Each line below must be reproduced exactly.

──────── Materials provided

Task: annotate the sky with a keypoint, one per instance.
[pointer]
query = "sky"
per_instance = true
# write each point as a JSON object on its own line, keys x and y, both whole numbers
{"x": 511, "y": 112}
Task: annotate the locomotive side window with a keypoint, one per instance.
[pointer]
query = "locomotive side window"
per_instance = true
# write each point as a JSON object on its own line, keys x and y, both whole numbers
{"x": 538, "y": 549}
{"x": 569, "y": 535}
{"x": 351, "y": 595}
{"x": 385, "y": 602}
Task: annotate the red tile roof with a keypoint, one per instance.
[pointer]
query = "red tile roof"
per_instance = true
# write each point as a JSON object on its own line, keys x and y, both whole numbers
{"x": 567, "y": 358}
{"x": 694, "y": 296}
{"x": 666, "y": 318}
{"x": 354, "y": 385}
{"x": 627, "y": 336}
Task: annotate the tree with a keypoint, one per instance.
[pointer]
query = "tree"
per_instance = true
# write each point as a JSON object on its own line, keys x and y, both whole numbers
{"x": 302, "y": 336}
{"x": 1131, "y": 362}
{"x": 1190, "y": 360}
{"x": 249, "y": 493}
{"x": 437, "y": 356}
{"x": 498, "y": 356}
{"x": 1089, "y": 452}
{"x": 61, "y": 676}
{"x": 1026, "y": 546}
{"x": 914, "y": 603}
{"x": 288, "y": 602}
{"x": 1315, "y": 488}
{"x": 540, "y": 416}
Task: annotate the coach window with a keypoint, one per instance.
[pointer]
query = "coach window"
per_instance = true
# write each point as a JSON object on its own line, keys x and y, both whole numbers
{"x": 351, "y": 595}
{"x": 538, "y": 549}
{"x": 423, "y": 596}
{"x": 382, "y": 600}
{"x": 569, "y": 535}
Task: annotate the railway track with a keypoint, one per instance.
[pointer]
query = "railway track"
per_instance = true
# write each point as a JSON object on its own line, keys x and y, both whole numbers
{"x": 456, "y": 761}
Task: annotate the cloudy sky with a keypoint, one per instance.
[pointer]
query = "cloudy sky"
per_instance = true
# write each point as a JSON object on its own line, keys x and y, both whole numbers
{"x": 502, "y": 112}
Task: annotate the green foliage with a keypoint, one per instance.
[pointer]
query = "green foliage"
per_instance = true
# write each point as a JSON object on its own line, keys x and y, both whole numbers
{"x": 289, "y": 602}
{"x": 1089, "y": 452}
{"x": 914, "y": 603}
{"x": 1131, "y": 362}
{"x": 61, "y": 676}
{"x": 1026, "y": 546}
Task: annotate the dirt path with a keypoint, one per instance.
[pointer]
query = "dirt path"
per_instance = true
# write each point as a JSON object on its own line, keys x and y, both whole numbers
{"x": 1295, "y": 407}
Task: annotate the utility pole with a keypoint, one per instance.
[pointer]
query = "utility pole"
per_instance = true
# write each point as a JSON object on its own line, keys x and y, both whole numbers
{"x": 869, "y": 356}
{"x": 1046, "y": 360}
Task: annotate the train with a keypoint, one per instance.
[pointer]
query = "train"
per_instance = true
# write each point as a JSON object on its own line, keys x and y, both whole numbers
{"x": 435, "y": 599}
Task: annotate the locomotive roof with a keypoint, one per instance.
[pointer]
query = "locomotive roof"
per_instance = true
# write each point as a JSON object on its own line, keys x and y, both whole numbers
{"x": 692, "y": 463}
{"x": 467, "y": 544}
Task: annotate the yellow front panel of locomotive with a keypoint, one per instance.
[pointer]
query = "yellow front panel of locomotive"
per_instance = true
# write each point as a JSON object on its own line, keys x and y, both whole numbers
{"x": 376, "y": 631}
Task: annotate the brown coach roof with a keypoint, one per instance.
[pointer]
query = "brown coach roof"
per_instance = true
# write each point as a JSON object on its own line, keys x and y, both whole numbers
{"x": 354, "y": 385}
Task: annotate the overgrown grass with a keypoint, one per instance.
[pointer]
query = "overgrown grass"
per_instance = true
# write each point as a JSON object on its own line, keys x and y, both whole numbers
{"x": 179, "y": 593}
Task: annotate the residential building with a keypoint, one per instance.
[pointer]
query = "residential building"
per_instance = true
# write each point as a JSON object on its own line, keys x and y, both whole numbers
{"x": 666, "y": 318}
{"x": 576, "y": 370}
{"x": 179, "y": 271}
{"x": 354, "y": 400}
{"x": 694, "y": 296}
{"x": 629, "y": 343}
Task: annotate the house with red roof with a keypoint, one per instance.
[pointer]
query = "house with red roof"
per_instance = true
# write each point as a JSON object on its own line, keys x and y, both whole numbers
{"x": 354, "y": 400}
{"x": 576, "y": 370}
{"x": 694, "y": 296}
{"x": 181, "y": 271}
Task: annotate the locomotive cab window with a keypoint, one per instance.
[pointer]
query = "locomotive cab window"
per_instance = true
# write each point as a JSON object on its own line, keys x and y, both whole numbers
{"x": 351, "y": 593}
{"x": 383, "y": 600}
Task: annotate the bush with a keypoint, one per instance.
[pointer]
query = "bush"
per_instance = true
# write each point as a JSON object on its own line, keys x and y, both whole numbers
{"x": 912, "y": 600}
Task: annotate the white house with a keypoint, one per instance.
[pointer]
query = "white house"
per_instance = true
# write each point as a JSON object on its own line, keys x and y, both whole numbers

────────────────

◆ **Answer to this task**:
Task: annotate the sky with a keypoint, one per instance.
[pointer]
query = "sky"
per_instance = true
# write each point as a JSON object on its own line, keys x and y, both whole numbers
{"x": 511, "y": 112}
Task: annotate the locomotive side window with a keypoint, one per instance.
[pointer]
query = "locomotive side window"
per_instance = true
# write each point as a JSON object on its own line, keys x and y, both whole numbers
{"x": 538, "y": 549}
{"x": 569, "y": 535}
{"x": 351, "y": 595}
{"x": 385, "y": 602}
Task: annotate the red tile roof with a keypoint, one per instance.
[pointer]
query = "red tile roof"
per_instance = true
# write each point as a JSON object on its own line, keys x and y, both whole numbers
{"x": 567, "y": 358}
{"x": 694, "y": 296}
{"x": 666, "y": 318}
{"x": 354, "y": 385}
{"x": 627, "y": 336}
Task: annotate the tree with a keypoint, one per instance.
[pointer]
query = "tree"
per_instance = true
# write each point as a JSON object on its own line, keys x and y, both whole numbers
{"x": 302, "y": 336}
{"x": 1131, "y": 362}
{"x": 1190, "y": 360}
{"x": 249, "y": 493}
{"x": 437, "y": 356}
{"x": 498, "y": 356}
{"x": 1089, "y": 452}
{"x": 61, "y": 676}
{"x": 1026, "y": 546}
{"x": 914, "y": 603}
{"x": 288, "y": 602}
{"x": 1315, "y": 488}
{"x": 540, "y": 416}
Task: annotate the coach window with a keypoint, one per instance.
[pointer]
query = "coach window"
per_instance = true
# write each point as a JSON object on its own line, keys x and y, both whole numbers
{"x": 351, "y": 595}
{"x": 538, "y": 549}
{"x": 423, "y": 596}
{"x": 382, "y": 600}
{"x": 569, "y": 535}
Task: annotate the railway track with a keypoint, one per instance.
[pointer]
query = "railway track"
per_instance = true
# write each point as a JSON object on its own line, keys x and y, both whole numbers
{"x": 456, "y": 761}
Task: annotate the cloudy sky with a keypoint, one per instance.
[pointer]
query = "cloudy sky"
per_instance = true
# write each point as a JSON object on its own line, keys x and y, both whole numbers
{"x": 502, "y": 112}
Task: annotate the green foliage with a keypoint, one per instance.
[pointer]
query = "green foliage"
per_instance = true
# write each point as a JSON object on its own line, keys x and y, both whole numbers
{"x": 289, "y": 602}
{"x": 1089, "y": 452}
{"x": 914, "y": 603}
{"x": 1131, "y": 362}
{"x": 61, "y": 676}
{"x": 1026, "y": 546}
Task: annotate the dirt path with a keypoint, one per instance.
[pointer]
query = "dirt path"
per_instance = true
# write each point as a JSON object on its own line, keys x and y, both whole numbers
{"x": 1295, "y": 407}
Task: annotate the utility pole with a keypoint, one per instance.
[pointer]
query = "utility pole"
per_instance = true
# write each point as a JSON object on its own line, keys x and y, both whole numbers
{"x": 869, "y": 356}
{"x": 1046, "y": 360}
Task: annotate the train with a keypoint, one per instance.
[pointer]
query = "train"
per_instance = true
# write each point as a JSON object on its own line, keys x and y, both whole numbers
{"x": 435, "y": 599}
Task: annotate the locomotive roof with a keypoint, one per instance.
[pointer]
query = "locomotive roof"
per_instance = true
# write each point as a JSON object on its own line, keys x and y, both whole numbers
{"x": 692, "y": 463}
{"x": 467, "y": 544}
Task: annotate the yellow front panel of locomotive with a keypoint, one per instance.
[pointer]
query = "yellow front panel of locomotive"
per_instance = true
# write each point as a JSON object on its own line, keys x and y, both whole numbers
{"x": 376, "y": 631}
Task: annotate the brown coach roof with a keypoint, one per instance.
[pointer]
query = "brown coach roof"
per_instance = true
# write each point as a JSON object on its own line, keys x and y, both whole numbers
{"x": 354, "y": 385}
Task: annotate the overgrown grass with a keypoint, one per instance.
[pointer]
query = "overgrown grass"
per_instance = true
# write each point as a JSON object on its own line, keys x and y, both whole numbers
{"x": 179, "y": 593}
Task: annotate the residential building with a keypoint, one per instance.
[pointer]
query = "residential building"
per_instance = true
# write each point as a JSON object on its own line, keys x and y, both whole numbers
{"x": 666, "y": 318}
{"x": 576, "y": 370}
{"x": 179, "y": 271}
{"x": 354, "y": 400}
{"x": 694, "y": 296}
{"x": 629, "y": 343}
Task: annotate the house with red roof with a keypoint, one per instance.
[pointer]
query = "house with red roof"
per_instance = true
# write each point as a JSON object on its own line, keys x and y, both whole numbers
{"x": 354, "y": 400}
{"x": 576, "y": 370}
{"x": 694, "y": 296}
{"x": 181, "y": 271}
Task: annotate the locomotive cab window with a keypoint, one per instance.
[pointer]
query = "locomotive cab window"
per_instance = true
# write each point as a JSON object on its own line, keys x and y, both whole numbers
{"x": 351, "y": 593}
{"x": 383, "y": 600}
Task: annotate the bush with a keypoint, one per instance.
[pointer]
query = "bush"
per_instance = true
# write each point as a JSON object on its own line, keys x and y, both whole numbers
{"x": 912, "y": 600}
Task: annotate the white house with a keypoint, one per instance.
[pointer]
query = "white house"
per_instance = true
# write each point as a JSON object on its own line, keys x and y, both whole numbers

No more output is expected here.